**EXERCISE**
Starting with the first line of the listing, quote each line exactly until and including the one with "Query: blonde boy", leaving pictures out.

(SOURCE MATERIAL Opens)

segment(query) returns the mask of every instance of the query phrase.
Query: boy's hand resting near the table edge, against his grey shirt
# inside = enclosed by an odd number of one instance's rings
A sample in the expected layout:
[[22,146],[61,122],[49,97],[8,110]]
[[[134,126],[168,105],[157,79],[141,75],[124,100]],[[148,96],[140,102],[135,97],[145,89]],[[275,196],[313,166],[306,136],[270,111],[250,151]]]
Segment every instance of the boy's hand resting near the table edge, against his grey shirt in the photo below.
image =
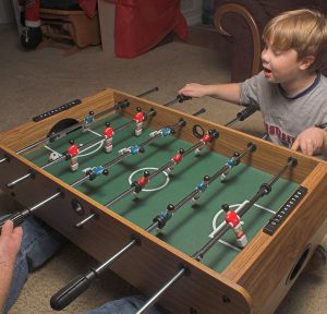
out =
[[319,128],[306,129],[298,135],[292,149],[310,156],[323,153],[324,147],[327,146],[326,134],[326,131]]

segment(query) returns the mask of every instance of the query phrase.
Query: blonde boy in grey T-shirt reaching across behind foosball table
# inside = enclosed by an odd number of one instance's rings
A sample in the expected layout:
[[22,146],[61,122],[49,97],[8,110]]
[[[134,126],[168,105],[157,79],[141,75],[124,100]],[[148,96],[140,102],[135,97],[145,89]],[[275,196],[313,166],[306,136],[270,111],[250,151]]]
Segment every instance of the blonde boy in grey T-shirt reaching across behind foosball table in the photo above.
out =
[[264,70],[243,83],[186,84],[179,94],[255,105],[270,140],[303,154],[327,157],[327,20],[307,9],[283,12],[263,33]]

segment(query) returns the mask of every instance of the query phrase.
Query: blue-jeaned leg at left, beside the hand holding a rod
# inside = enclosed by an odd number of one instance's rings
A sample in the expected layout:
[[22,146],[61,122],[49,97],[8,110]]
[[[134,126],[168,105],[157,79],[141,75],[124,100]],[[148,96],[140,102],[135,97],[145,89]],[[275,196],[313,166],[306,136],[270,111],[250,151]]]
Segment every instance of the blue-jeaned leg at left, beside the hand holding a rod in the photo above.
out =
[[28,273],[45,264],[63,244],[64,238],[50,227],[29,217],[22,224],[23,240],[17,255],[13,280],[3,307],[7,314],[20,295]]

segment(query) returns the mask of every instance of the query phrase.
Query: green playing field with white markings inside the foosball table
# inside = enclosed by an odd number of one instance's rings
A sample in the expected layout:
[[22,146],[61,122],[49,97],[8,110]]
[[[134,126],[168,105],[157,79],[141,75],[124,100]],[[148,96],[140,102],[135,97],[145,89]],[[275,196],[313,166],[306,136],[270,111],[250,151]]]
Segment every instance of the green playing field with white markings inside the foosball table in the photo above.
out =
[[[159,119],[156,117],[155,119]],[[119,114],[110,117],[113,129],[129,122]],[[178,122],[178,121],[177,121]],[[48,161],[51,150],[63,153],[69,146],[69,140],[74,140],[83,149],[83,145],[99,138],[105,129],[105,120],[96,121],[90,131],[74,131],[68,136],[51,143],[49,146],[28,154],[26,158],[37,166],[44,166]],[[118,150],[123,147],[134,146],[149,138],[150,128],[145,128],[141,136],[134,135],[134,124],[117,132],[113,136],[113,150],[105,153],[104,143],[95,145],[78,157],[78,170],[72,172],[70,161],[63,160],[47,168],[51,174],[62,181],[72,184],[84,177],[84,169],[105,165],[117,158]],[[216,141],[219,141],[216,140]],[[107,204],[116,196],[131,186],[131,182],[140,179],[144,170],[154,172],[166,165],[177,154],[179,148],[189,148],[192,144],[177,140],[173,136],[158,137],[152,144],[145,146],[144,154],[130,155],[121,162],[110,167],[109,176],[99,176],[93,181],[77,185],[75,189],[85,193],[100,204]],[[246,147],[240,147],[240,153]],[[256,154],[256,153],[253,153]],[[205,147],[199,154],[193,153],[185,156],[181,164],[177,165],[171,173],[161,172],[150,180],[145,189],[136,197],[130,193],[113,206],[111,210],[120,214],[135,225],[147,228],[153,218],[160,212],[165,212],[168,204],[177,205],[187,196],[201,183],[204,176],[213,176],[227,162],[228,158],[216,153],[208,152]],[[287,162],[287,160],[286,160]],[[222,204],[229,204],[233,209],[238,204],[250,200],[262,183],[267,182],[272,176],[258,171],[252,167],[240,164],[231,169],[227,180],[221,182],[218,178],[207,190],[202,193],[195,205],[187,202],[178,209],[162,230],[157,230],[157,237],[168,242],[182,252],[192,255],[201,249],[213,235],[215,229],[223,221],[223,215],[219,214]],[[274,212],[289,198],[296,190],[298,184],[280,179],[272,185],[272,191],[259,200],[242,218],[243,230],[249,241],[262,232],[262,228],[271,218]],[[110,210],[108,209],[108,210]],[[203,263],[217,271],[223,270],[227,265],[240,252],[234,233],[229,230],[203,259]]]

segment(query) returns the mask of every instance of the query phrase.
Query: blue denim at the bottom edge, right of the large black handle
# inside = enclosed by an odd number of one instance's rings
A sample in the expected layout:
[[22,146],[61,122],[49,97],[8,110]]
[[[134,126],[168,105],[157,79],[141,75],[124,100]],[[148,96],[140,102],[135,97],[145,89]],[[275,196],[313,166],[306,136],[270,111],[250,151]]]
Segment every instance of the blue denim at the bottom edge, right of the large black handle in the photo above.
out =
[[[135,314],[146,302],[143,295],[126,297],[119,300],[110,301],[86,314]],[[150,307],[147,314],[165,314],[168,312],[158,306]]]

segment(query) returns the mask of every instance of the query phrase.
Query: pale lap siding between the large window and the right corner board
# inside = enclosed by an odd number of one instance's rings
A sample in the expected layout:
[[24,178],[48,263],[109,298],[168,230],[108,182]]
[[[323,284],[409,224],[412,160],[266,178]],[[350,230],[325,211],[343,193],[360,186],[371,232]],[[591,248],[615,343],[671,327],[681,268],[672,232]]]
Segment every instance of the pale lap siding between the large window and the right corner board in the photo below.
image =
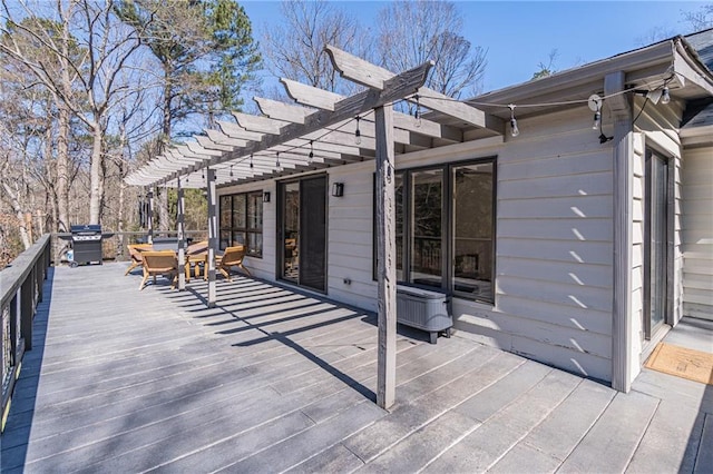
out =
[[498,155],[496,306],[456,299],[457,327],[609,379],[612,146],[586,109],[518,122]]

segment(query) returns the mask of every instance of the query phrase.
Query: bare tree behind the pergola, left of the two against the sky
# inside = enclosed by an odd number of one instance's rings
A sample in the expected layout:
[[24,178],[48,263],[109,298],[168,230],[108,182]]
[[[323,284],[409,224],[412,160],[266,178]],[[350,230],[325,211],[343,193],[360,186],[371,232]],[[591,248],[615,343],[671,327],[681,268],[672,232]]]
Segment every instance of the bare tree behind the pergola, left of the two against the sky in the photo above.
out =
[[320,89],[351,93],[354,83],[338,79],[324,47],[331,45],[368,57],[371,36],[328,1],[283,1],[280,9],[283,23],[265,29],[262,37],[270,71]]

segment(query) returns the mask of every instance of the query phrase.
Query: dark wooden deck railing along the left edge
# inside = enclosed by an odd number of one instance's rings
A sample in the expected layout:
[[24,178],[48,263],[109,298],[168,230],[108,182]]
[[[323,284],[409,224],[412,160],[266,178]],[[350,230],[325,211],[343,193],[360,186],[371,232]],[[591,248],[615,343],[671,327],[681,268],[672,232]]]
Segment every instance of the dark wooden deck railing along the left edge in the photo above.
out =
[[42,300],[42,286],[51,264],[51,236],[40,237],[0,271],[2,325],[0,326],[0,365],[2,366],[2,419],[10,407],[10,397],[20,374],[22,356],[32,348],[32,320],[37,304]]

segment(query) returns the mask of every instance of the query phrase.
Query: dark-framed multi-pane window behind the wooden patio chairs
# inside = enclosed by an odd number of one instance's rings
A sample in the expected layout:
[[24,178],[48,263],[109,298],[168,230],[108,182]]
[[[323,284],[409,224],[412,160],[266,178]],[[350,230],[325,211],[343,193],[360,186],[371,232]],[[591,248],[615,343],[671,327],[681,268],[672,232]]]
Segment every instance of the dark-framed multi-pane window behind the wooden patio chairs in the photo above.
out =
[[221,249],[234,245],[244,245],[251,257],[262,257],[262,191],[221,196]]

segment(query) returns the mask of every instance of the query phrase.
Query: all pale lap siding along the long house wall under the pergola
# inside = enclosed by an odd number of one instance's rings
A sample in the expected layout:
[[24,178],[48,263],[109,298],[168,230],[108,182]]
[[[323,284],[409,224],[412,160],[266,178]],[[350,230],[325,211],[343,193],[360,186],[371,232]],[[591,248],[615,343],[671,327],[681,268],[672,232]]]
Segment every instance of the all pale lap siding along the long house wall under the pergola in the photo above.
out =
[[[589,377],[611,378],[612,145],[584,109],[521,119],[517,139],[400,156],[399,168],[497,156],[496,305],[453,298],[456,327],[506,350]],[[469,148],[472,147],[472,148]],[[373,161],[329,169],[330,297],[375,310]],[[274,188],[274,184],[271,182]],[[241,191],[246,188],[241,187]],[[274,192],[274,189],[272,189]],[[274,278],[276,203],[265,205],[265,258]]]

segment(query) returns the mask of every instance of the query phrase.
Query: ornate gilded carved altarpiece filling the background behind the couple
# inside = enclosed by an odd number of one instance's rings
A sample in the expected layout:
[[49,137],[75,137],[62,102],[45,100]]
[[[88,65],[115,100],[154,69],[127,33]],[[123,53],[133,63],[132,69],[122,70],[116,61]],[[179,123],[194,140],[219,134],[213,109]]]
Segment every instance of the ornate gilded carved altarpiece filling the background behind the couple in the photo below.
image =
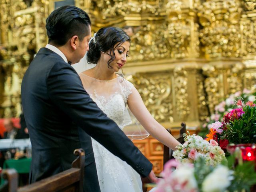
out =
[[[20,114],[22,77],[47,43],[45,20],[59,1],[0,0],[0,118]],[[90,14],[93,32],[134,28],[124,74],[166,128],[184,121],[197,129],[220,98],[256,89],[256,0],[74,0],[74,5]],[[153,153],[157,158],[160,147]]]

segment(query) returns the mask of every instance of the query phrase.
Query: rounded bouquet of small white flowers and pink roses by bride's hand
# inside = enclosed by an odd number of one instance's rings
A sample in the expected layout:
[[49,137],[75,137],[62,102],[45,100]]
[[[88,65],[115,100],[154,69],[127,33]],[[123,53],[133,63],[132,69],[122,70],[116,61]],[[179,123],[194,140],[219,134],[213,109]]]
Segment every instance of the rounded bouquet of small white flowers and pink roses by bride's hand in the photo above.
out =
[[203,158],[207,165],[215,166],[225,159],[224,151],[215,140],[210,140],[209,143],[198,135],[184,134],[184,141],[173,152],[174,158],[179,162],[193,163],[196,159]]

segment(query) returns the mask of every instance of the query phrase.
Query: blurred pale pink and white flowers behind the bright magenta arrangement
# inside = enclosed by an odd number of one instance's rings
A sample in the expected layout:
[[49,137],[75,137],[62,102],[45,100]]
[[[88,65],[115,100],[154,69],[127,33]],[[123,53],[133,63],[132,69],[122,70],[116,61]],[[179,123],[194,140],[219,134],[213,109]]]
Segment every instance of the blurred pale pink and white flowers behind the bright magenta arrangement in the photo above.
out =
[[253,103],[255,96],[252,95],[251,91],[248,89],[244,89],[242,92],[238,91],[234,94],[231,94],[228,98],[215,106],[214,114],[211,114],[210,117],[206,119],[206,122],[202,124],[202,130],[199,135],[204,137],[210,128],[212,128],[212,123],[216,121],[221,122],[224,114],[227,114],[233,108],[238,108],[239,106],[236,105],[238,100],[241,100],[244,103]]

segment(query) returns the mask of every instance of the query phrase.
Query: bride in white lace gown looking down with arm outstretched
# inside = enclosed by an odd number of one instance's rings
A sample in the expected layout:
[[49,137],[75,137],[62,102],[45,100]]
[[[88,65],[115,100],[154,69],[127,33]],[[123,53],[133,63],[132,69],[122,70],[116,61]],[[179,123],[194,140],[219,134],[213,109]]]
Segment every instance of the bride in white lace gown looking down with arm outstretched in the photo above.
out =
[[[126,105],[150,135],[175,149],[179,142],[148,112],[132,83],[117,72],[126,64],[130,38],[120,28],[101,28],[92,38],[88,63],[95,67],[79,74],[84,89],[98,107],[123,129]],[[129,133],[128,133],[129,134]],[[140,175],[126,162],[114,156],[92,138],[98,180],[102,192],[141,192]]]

(SOURCE MATERIAL Closes)

**ANSWER FOR THIS EXERCISE**
segment(query) returns the mask of every instance of the query phrase.
Query: boy's hand resting near the table edge, against his grey shirt
# inside = enclosed by an odd number of one instance's rings
A sample in the expected layout:
[[22,146],[61,122],[49,97],[8,110]]
[[[134,126],[168,105],[157,79],[141,75],[124,100]],[[148,96],[140,102],[135,97],[145,89]],[[275,196],[313,166],[306,136],[270,111],[250,151]]]
Segment every instance of the boy's hand resting near the table edge, against his grey shirt in the photo below.
image =
out =
[[319,128],[306,129],[298,135],[292,149],[310,156],[323,153],[324,147],[327,146],[326,134],[326,131]]

segment(query) returns the mask of every instance of the query phrase.
Query: blonde boy in grey T-shirt reaching across behind foosball table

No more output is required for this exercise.